SOURCE TEXT —
Looking back, I see how much what we did and how we did it was influenced by Faith in the City, the Report of the Archbishop of Canterbury’s Commission on Urban Priority Areas, which was published 40 years ago this year. When I was newly ordained, it was about 20 years old and still making ripples. The nation (its subtitle was “A Call to Action by Church and Nation”) still remembered how much Margaret Thatcher had disliked it. It didn’t hurt at all in those days that there were MPs labelling it “Marxist”. It was Faith in the City, a title with a double meaning, that inspired young clergy to go and serve in the most deprived urban estates and gave them ideas for how to go about it. Work together with other churches and other clergy. Serve the community you’re in for its own sake. Be active in town centre chaplaincy, and industrial chaplaincy. Get an Interfaith resource group going. Get to know people of other faiths in your area, and support them, especially when they’re anxious and threatened. The Church is there for them too. Work for better housing. Put a sharps box on the churchyard gatepost.

WORK INSTRUCTIONS —
a – Which lines in the listing below contain the string "herb"? Copy out each of them in full.
b – Could you carry on the passage about the Faith in the City report, picking up right after its last sentence?

RECORDS SHOWN —
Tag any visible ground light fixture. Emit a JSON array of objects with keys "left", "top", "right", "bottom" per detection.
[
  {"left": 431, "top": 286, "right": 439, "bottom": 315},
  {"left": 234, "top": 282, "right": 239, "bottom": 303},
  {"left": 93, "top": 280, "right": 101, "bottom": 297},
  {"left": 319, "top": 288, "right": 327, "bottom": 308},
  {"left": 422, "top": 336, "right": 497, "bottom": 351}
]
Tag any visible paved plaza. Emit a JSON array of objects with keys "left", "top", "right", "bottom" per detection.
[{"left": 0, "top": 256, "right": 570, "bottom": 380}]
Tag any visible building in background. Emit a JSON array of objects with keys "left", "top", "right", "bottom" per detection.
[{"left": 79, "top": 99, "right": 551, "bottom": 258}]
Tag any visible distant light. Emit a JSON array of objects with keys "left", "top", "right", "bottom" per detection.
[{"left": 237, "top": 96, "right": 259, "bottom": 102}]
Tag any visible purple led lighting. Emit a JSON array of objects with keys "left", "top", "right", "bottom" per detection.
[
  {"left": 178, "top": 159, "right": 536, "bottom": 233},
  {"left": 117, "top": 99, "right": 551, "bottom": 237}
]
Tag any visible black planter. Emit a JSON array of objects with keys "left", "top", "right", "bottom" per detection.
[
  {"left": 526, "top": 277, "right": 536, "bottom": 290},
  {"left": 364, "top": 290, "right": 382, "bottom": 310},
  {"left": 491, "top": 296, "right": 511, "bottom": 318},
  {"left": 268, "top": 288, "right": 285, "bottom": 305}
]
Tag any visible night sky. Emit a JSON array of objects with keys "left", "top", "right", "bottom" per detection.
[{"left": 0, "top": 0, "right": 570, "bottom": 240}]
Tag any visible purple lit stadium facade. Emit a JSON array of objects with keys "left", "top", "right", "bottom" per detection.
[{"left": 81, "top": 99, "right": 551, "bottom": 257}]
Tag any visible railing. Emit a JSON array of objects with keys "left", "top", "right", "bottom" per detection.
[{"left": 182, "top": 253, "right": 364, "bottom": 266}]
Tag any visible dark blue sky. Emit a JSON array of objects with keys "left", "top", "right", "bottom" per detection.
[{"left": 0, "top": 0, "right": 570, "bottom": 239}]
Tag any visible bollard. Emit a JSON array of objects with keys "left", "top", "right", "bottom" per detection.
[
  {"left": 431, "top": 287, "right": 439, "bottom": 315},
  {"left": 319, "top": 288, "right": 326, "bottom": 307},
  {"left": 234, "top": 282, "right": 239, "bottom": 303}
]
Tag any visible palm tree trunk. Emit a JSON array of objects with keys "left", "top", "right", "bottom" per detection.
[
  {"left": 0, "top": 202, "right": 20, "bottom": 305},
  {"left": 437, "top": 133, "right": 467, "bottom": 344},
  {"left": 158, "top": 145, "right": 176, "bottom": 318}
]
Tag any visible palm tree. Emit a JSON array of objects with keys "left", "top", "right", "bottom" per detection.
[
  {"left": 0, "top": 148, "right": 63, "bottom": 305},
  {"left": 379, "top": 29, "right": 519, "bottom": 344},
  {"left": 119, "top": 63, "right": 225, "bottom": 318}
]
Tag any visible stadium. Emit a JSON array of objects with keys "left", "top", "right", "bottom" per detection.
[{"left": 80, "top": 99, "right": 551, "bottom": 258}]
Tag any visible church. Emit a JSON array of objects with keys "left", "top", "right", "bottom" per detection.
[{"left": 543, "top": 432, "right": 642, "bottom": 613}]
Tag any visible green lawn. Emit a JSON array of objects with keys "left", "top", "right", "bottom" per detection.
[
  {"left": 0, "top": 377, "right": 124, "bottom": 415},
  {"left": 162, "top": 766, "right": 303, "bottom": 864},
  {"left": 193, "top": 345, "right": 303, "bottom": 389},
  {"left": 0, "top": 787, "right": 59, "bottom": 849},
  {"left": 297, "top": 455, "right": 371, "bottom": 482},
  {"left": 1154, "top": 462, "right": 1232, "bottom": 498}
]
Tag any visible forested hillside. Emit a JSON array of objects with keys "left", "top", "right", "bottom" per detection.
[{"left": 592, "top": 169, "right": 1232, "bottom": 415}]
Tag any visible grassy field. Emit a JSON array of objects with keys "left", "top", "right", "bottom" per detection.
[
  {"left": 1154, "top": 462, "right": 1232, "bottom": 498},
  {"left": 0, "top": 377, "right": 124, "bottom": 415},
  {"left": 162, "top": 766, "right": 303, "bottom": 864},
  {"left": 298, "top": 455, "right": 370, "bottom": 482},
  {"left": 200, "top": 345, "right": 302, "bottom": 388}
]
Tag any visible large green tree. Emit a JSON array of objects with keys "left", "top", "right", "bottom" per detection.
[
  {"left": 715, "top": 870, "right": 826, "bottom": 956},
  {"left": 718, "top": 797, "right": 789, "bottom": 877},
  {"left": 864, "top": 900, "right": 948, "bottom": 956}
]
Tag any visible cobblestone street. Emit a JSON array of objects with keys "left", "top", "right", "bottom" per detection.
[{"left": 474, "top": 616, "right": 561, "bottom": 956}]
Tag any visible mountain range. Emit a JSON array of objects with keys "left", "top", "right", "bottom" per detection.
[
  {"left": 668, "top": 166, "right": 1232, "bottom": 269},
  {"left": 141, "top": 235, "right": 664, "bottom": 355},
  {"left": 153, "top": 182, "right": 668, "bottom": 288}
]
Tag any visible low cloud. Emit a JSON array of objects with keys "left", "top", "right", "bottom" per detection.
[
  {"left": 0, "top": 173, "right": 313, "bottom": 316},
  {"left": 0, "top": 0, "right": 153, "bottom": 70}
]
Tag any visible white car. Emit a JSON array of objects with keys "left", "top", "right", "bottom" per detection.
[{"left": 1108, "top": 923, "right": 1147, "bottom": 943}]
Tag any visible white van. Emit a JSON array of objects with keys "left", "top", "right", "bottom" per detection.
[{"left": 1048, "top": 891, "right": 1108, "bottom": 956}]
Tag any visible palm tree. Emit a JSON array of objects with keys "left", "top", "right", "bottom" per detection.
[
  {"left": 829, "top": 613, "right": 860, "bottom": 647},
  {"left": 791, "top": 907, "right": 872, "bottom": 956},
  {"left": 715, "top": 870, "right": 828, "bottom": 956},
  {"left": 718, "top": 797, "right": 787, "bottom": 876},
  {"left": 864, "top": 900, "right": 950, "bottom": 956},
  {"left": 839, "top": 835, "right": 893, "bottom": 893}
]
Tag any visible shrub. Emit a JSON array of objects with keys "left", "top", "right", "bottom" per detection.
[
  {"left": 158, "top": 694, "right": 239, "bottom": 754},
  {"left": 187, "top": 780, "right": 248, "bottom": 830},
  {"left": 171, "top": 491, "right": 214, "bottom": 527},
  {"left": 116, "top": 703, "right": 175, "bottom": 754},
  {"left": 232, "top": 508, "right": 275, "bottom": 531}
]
* * *
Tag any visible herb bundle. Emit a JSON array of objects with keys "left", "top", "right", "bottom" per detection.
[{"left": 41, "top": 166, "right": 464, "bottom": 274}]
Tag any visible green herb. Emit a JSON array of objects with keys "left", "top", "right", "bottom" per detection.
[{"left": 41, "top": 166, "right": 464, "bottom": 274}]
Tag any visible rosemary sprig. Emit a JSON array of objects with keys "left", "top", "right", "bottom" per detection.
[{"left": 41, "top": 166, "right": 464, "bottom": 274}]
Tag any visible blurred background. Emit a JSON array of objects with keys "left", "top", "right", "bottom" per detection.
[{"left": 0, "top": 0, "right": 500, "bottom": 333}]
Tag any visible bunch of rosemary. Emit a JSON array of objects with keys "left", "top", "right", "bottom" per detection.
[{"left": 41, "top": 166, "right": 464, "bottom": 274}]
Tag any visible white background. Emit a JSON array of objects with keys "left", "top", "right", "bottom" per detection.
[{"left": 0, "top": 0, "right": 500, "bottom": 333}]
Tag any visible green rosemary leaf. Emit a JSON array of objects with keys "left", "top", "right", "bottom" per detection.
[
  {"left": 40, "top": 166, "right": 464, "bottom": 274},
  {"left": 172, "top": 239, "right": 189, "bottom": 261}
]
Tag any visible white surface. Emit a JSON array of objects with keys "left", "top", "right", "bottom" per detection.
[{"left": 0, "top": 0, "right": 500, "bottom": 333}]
--
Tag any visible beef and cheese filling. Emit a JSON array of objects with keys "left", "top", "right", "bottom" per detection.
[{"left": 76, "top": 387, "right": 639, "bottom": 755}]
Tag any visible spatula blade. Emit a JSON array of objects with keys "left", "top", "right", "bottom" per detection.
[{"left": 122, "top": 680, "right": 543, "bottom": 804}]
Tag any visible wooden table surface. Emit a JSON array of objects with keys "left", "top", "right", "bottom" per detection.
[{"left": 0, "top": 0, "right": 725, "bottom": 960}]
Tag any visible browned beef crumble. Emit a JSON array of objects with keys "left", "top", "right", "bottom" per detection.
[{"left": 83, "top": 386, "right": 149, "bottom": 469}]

IN RESPONSE —
a –
Tag any visible herb bundle. Emit a JSON array of objects with keys "left", "top", "right", "bottom" per detection.
Tag any visible green herb. Emit a JSON array of objects with keys "left", "top", "right", "bottom" per detection.

b –
Most of Faith in the City is still right on target, and just as useful in my country parishes as in Kidderminster and Redditch. I know, though, that I’m a dinosaur: sitting as a trustee on the almshouses board; digging into the rector’s discretionary fund for someone’s pest control; making friends with the people of other faiths.
Now the Church of England is in Fort Apache mode. It’s more than a decade since a decree came out of Lambeth saying that what had previously been called “community outreach” would now be referred to as “penetration”. Hold the fort. The only thing that matters is the survival of the institution. Even now, bishops (I could name a couple) are writing articles wondering whether showing a little more public sympathy to the concerns of the 13th September marchers–illegal immigration, Muslim grooming gangs—might bring them back into church. Bless their Christian Nationalist hearts.